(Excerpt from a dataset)
* * * *

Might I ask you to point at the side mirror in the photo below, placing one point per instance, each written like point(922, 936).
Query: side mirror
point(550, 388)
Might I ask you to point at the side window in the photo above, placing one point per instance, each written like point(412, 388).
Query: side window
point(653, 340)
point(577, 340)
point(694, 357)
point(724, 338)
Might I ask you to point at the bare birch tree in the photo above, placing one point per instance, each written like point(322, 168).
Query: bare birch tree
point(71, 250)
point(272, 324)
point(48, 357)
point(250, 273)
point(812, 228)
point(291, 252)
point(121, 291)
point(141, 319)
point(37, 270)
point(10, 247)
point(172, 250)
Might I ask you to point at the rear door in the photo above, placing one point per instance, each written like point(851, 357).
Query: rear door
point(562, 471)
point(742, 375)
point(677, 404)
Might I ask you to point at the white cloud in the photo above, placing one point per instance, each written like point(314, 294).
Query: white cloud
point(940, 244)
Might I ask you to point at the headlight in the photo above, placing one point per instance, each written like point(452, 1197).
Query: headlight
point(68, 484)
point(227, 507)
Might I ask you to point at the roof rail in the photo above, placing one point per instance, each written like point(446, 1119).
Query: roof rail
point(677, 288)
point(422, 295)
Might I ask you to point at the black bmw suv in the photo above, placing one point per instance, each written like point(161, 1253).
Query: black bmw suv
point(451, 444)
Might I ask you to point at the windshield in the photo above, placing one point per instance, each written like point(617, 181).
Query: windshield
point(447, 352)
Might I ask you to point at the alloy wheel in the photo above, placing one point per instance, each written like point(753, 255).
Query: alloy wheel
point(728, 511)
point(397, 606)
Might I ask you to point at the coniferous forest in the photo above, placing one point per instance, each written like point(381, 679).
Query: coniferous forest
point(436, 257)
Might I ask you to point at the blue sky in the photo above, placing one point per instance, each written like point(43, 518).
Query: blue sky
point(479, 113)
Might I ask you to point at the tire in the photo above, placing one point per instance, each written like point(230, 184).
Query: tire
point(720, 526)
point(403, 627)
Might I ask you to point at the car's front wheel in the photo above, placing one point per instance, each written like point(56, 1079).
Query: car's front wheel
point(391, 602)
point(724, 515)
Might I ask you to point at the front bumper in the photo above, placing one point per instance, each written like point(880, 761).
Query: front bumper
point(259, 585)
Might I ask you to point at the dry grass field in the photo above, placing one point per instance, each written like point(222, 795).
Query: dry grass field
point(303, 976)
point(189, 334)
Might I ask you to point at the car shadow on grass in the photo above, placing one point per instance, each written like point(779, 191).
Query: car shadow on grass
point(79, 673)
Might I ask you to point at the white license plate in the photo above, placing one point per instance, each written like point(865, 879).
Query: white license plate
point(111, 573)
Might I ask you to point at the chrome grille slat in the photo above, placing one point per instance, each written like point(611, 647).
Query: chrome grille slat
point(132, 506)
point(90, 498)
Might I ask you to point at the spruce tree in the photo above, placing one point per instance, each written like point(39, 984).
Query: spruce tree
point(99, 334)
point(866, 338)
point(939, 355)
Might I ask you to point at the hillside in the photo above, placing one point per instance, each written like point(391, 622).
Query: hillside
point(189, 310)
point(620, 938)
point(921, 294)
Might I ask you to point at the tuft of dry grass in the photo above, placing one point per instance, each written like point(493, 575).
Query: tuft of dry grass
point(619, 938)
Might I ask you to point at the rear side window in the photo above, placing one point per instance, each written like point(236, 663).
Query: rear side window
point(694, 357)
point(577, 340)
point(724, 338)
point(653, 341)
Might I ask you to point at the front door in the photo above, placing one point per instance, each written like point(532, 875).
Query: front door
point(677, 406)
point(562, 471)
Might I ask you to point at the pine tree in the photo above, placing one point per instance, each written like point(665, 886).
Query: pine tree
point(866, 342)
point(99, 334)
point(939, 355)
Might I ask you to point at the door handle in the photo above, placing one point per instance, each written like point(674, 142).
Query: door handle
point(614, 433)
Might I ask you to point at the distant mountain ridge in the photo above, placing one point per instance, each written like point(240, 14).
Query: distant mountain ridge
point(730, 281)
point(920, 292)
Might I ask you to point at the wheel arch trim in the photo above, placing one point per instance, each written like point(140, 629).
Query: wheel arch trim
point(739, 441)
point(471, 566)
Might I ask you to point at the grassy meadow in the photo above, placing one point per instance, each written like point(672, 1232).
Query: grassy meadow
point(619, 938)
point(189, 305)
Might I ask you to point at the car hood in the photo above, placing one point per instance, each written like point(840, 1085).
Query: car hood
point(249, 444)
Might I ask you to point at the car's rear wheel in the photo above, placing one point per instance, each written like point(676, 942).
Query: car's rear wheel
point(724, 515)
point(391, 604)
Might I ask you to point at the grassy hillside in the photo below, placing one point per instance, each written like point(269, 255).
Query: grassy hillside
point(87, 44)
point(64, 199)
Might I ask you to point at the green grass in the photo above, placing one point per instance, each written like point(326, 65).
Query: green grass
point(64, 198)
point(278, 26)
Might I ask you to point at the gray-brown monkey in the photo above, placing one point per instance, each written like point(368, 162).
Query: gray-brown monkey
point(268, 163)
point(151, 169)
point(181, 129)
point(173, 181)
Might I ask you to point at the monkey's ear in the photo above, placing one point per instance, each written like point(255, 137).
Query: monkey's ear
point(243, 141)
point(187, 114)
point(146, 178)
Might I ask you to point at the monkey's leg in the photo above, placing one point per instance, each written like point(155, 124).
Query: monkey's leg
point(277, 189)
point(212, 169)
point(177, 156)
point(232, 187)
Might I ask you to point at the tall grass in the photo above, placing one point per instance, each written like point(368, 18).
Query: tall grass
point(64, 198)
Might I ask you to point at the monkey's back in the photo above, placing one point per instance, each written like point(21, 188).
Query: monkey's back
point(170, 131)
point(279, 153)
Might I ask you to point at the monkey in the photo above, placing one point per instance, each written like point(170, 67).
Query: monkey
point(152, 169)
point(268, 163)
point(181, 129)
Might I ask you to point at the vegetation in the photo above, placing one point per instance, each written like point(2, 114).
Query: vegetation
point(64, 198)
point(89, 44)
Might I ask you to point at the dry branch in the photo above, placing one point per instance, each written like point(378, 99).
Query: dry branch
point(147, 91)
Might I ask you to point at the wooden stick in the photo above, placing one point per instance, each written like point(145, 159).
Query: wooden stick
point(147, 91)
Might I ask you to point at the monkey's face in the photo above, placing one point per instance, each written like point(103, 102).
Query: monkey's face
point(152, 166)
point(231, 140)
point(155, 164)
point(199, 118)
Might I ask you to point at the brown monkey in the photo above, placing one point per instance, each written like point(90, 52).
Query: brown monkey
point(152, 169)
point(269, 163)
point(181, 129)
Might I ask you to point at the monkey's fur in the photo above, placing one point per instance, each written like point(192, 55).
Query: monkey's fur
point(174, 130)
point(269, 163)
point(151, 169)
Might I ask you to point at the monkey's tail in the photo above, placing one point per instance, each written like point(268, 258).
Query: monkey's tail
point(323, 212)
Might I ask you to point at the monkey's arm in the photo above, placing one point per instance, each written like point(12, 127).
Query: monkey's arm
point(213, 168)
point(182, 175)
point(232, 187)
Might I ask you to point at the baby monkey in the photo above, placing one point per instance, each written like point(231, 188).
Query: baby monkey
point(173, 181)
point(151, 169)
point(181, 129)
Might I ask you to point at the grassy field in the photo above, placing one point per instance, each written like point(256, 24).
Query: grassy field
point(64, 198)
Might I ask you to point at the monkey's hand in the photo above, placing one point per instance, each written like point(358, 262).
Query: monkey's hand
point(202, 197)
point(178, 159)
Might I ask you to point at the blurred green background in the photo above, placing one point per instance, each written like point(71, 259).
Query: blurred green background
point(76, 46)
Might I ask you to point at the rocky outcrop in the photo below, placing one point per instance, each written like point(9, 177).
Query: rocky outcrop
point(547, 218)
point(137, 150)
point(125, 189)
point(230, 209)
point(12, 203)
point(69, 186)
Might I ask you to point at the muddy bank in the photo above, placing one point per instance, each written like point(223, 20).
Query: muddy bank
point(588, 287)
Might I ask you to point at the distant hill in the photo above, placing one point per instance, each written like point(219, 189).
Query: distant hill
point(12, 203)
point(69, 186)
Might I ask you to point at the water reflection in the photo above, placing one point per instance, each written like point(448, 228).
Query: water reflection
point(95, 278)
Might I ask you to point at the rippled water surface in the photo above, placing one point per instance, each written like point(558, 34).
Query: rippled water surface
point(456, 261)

* * * *

**OBJECTIVE:** Set down, without any change, the lines of the records above between the line that contains "Might I ask you to point at the green" and the line that contains "point(89, 44)", inclusive.

**EXPECTED ANSWER:**
Might I ask you to point at the green grass in the photo above, placing one point per instance, each written like point(326, 65).
Query: green grass
point(64, 198)
point(278, 26)
Might I ask you to point at the gray-brown monkey in the photo above, placing one point per instance, each written like point(368, 162).
Query: gray-brown monkey
point(268, 163)
point(151, 169)
point(181, 129)
point(173, 181)
Might I ask you to point at the monkey's ear in the photo above, placing one point per instance, each written like point(255, 137).
Query: monkey's ear
point(243, 141)
point(187, 114)
point(146, 178)
Might I ask you to point at the monkey's leg in the photo above, placing one point per instance, each written like point(155, 124).
Query: monkey's leg
point(277, 189)
point(212, 169)
point(177, 156)
point(232, 187)
Might I ask you to point at the tall grass in the photo above, placing one point per instance, each written like point(368, 18).
Query: tall grass
point(64, 198)
Might I ask you to point at the monkey's back in the photo above, placing one point per instance, each written like point(21, 188).
Query: monkey's back
point(170, 131)
point(279, 153)
Might I ask you to point at the monkey in the photo above, placing one point per instance, each written like point(170, 67).
Query: monkey
point(152, 169)
point(268, 163)
point(181, 129)
Might I ask you to point at the vegetation in the photo above, placing one point per instance, each written like point(2, 114).
Query: vegetation
point(64, 198)
point(89, 44)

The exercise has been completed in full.